Update the part of the renormalization dissertation record between "On the exact" and "Advisor (if thesis)", inclusive, by replacing "Issue Date" with "Publication Date", and give that part in full.

──────── PAGE ────────

On the exact renormalization of states in quantum field theories

Author(s)

Goldman, Samuel

Issue Date

2025-11-30

Director of Research (if dissertation) or Advisor (if thesis)

Leigh, Robert

Doctoral Committee Chair(s)

Faulkner, Thomas

Committee Member(s)

• Hughes, Taylor
• Kahn, Yonatan

Department of Study

Physics

Discipline

Physics

Degree Granting Institution

University of Illinois Urbana-Champaign

Degree Name

Ph.D.

Degree Level

Dissertation

Keyword(s)

• Renormalization
• Open quantum systems

Abstract

The study of renormalization is a cornerstone of our modern understanding of quantum field theory and many body physics. As quantum information becomes an increasingly important tool in our understanding of continuum theories, new techniques are needed to understand how renormalization interacts with the strictly quantum features of field theories. By using path integral methods, we can port our understanding of the renormalization of Euclidean field theories to states of the QFT Hilbert space. Such constructions require the use of manifolds with boundary in the path integral, presenting technical and conceptual problems in the usual implementation of the renormalization group (RG). The solution to these problems are not necessarily unique, and in this work we explore two distinct approaches with largely different qualitative behavior. First, we consider half space path integrals with specially modified regulating schemes. The resulting renormalization group flows result in a class of unitary flows which are designed to capture the behavior of a class of continuous entanglement renormalization schemes known as the continuous multiscale renormalization ansatz (cMERA). Then, we consider a renormalization scheme which is in some sense “minimally” modified from a standard renormalization approach of Polchinski, and demonstrate that the resulting ERG flows are described by a non-unitary quantum channels generated by a Lindbladian which we derive. We solve the resulting Lindblad equation for Gaussian density matrices and compute the flow equation to second order in perturbation theory for a φ4 self interaction. We also calculate channel monotones such as the relative entropy and fidelity of ground states flowing under the RG.

──────── RAW DATA ────────

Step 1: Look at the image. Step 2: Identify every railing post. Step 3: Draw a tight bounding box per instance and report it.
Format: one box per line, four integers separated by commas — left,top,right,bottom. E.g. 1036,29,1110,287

────────

▶ RESULT FOR THIS EXERCISE:
On the exact renormalization of states in quantum field theories

Author(s)

Goldman, Samuel

Publication Date

2025-11-30

Director of Research (if dissertation) or Advisor (if thesis)